Weeknotes Weeks 197-200

Undoubtedly, readers of this blog have already read Marco's post from last week, but in case you missed it, we've recently made an announcement about the future of HDL. Hearing from the community around HDL in the wake of the announcement has been encouraging. Thanks to all of your for your continued interest in our work. I hope we are able to sustain it for the next five and a half months because we have no intention of slowing down.

On the contrary, there's still lots to do. With the ending point for HDL clearly marked on the horizon, we're entering a kind of Benjamin Button mode. We'll be getting back into the habit of writing how-tos, working from practical issues ("how to budget a project", "how to brief a photographer") through to some of the more fundamental aspects ("what abilities are needed in a design lab", "how do you pick projects"). We'll be talking through and explaining how we set up HDL so that the site becomes as useful an archive as possible for others, elsewhere looking to do something similar.

Marco and I have been spending time at the whiteboard tracing out a loose plan for the HDL closing event on June 10th. It's going to be free and open to all, so I hope you'll sign up and consider joining us. We're also keen to hear your feedback and questions about HDL and the work we've been doing. This will inform our efforts to ramp things down.

Back on the whiteboard, we've also been revisiting our proposed table of contents for the forthcoming book on stewardship as well as generally trying to get a handle on all the things we want to do before sweeping the floor and turning out the lights. Tomorrow we'll have a conference call with Justin and loop him in. This is one of the ways we usually work: a couple people bat ideas around until there's something there, then we make a little presentation to the others and start over.

■ ■ ■

— Task to carry out —
According to the weeknotes above, on what date will the HDL closing event take place?

— Dataset extract —
■ ■ ■

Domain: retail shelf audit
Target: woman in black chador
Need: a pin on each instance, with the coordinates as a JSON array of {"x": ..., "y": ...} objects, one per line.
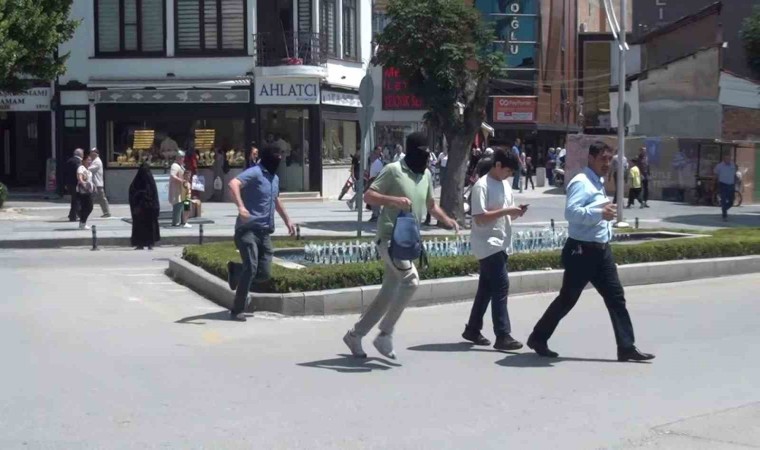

■ ■ ■

— Response to the exercise —
June 10th